_REQUIRED TASK_. Arrange every line of the entries below as a Markdown table with the columns "Row" and "Line", numbering the rows and leaving out blank lines.

_DATA PROVIDED_.
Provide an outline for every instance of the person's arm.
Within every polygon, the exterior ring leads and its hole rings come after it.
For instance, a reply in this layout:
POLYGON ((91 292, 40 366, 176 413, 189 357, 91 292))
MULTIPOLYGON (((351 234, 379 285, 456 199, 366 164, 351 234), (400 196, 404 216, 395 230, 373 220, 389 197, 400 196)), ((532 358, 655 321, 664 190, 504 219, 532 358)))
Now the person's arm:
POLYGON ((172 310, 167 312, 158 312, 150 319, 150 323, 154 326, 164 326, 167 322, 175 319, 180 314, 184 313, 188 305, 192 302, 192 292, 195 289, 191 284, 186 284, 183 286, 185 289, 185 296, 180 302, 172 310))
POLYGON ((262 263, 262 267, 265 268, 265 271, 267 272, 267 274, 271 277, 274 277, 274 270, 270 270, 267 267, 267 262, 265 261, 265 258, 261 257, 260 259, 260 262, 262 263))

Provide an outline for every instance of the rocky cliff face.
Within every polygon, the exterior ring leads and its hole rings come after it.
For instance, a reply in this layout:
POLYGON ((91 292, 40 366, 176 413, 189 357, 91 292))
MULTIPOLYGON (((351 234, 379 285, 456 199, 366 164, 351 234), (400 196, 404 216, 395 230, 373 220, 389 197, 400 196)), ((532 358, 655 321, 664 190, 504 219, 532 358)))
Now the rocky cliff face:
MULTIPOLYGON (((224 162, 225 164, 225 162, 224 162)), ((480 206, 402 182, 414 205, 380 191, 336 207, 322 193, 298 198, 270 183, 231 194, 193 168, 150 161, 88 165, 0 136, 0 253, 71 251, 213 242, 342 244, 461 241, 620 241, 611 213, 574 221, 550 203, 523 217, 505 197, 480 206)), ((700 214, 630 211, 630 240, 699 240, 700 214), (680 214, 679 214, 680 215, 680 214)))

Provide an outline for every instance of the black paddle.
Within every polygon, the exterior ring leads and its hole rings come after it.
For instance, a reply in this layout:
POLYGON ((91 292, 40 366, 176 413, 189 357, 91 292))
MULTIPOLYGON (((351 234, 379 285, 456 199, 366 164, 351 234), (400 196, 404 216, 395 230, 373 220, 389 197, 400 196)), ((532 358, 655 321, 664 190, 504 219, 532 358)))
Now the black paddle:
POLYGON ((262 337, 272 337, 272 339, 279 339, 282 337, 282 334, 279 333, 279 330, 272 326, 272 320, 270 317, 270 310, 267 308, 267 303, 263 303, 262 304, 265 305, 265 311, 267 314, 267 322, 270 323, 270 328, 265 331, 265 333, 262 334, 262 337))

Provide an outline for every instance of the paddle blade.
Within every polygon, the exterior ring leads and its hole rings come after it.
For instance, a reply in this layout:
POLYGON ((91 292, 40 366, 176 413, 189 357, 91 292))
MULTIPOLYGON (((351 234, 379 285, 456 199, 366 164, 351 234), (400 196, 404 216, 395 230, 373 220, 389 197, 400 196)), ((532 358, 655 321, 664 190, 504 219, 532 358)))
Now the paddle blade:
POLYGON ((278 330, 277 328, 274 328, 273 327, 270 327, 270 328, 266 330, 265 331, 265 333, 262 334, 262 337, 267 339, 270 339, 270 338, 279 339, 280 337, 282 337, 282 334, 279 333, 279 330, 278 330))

_THE COMPLETED TASK_.
| Row | Line |
|---|---|
| 1 | Provide an outline for every instance of the person's arm. |
| 2 | Within every polygon, the exterior ring leads and its hole rings come after it. |
| 3 | For instance, a reply in this layout: |
| 4 | POLYGON ((91 292, 40 366, 176 413, 189 357, 91 292)) |
| 5 | MULTIPOLYGON (((351 234, 379 285, 456 199, 366 164, 351 234), (400 196, 404 216, 395 230, 373 220, 389 197, 400 196)), ((532 358, 655 321, 664 190, 504 219, 532 358))) |
| 6 | Now the person's arm: |
| 7 | POLYGON ((172 310, 167 312, 158 312, 150 319, 150 323, 154 326, 164 326, 167 322, 175 319, 180 314, 184 313, 188 305, 192 302, 192 292, 195 289, 191 284, 186 284, 183 286, 185 289, 185 296, 180 302, 172 310)) |
| 8 | POLYGON ((262 263, 262 267, 265 268, 265 271, 267 272, 267 274, 271 277, 274 277, 274 270, 270 270, 267 267, 267 262, 265 261, 265 258, 261 257, 260 259, 260 262, 262 263)) |
| 9 | Provide an outline for every instance of the rocky cliff face. |
| 10 | Within every polygon, the exterior ring leads and its hole rings come after it. |
| 11 | For instance, a reply in this layout: |
| 12 | POLYGON ((91 292, 40 366, 176 413, 189 357, 91 292)) |
| 13 | MULTIPOLYGON (((351 234, 379 285, 456 199, 366 164, 351 234), (400 196, 404 216, 395 230, 373 220, 389 197, 400 196)), ((532 358, 655 321, 664 190, 504 219, 532 358))) |
| 14 | Now the rocky cliff face: |
| 15 | MULTIPOLYGON (((224 162, 225 164, 225 162, 224 162)), ((480 206, 402 182, 414 205, 380 191, 336 207, 322 193, 298 198, 270 183, 231 194, 193 168, 150 161, 88 165, 0 136, 0 253, 71 251, 213 242, 342 244, 461 241, 620 241, 611 213, 574 221, 550 203, 523 217, 505 197, 480 206)), ((700 214, 630 211, 630 240, 699 240, 700 214), (680 214, 679 214, 680 215, 680 214))) |
| 16 | Provide an outline for every instance of the black paddle. |
| 17 | Within every polygon, the exterior ring leads and its hole rings come after it. |
| 18 | For instance, a reply in this layout: |
| 19 | POLYGON ((91 292, 40 366, 176 413, 189 357, 91 292)) |
| 20 | MULTIPOLYGON (((351 234, 379 285, 456 199, 366 164, 351 234), (400 196, 404 216, 395 230, 373 220, 389 197, 400 196)), ((532 358, 655 321, 664 190, 504 219, 532 358))) |
| 21 | Now the black paddle: |
| 22 | POLYGON ((262 337, 272 337, 272 339, 279 339, 282 337, 282 334, 279 333, 279 330, 272 326, 272 320, 270 317, 270 310, 267 308, 267 303, 263 303, 262 304, 265 305, 265 311, 267 314, 267 322, 270 323, 270 328, 265 331, 265 333, 262 334, 262 337)) |
| 23 | Provide an outline for every instance of the paddle blade. |
| 24 | Within every polygon, the exterior ring leads and its hole rings come after it. |
| 25 | For instance, a reply in this layout: |
| 26 | POLYGON ((91 292, 40 366, 176 413, 189 357, 91 292)) |
| 27 | MULTIPOLYGON (((351 234, 379 285, 456 199, 366 164, 351 234), (400 196, 404 216, 395 230, 373 220, 389 197, 400 196)), ((532 358, 655 321, 664 190, 504 219, 532 358))) |
| 28 | Now the paddle blade: |
| 29 | POLYGON ((278 330, 277 328, 274 328, 273 327, 270 327, 270 328, 266 330, 265 331, 265 333, 262 334, 262 337, 267 339, 270 339, 270 338, 279 339, 280 337, 282 337, 282 334, 279 333, 279 330, 278 330)) |